» TASK REQUIREMENTS
Repeat, word for word, the stretch of the milkweed text from "Description.—This rhizome grows" through "is disagreeably bitter.".

The root of the Asclepias Cornuti, Decaisne (Asclepias syriaca, Linné).
Nat. Ord.—Asclepiadeae.
COMMON NAMES: Common milkweed, Silkweed, Wild cotton.

Botanical Source.—The common milkweed has a large, stout, simple, somewhat branched stem, growing from 2 to 5 feet high. Its leaves are ovate-elliptical, spreading, opposite, with short but distinct petioles, gradually acute, tomentose beneath. The flowers are fragrant, arranged in several axillary, subterminal, nodding, dense, globose umbels, each of 20 or more flowers. The calyx segments are lanceolate. The corolla is pale or greenish-purple, reflexed, leaving the corona, which is of nearly the same hue, quite conspicuous. But few of the flowers prove fertile, producing oblong-pointed pods or follicles covered with sharp prickles, which contain a mass of long, silky fibers with seeds attached, and which fibers have been used for beds, pillows, and in the place of fur in manufacturing hats.

Description.—This rhizome grows from 1 to 6 feet in length, and is cut into transverse pieces or slices about ¼ inch or ½ inch in diameter. The root is cylindrical, finely corrugated, tough, has a somewhat knotty appearance from stem-scars, or partially formed branches, and breaks with a short, splintered fracture. Externally it is grayish-brown; internally white. Its white bark is thick and surrounds a yellowish, porous, woody center, and contains lactiferous channels. It has scarcely any odor, but its taste is disagreeably bitter.

» DATA FOR ANALYSIS
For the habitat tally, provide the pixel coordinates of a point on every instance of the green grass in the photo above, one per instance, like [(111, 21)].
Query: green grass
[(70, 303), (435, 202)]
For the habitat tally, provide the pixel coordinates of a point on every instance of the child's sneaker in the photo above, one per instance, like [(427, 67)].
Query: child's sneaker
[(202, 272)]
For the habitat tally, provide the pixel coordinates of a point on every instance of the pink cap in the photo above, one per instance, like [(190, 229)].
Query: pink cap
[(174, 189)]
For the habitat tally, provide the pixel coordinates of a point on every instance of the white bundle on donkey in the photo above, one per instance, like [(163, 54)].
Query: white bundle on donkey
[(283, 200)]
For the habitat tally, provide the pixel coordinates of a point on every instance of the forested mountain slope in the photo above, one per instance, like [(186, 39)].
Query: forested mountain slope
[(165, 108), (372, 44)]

--

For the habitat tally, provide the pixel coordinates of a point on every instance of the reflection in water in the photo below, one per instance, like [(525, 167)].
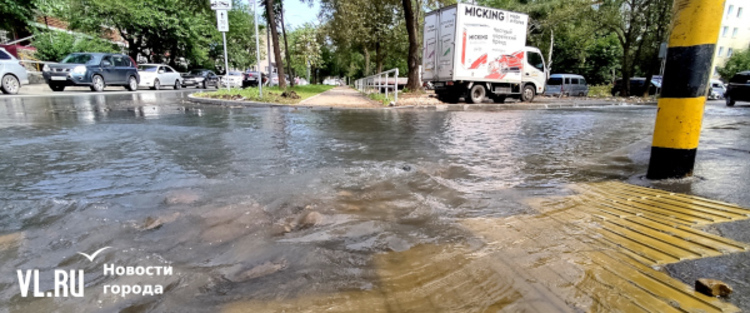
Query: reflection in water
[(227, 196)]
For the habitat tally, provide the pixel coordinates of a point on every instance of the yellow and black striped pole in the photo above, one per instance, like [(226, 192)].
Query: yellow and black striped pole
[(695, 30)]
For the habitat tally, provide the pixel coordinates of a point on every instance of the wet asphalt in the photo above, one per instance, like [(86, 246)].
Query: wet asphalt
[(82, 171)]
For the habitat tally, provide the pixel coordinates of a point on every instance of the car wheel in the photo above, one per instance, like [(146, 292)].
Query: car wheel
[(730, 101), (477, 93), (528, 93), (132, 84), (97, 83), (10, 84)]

» SOLVED PROBLEM
Description.—This rhizome grows from 1 to 6 feet in length, and is cut into transverse pieces or slices about ¼ inch or ½ inch in diameter. The root is cylindrical, finely corrugated, tough, has a somewhat knotty appearance from stem-scars, or partially formed branches, and breaks with a short, splintered fracture. Externally it is grayish-brown; internally white. Its white bark is thick and surrounds a yellowish, porous, woody center, and contains lactiferous channels. It has scarcely any odor, but its taste is disagreeably bitter.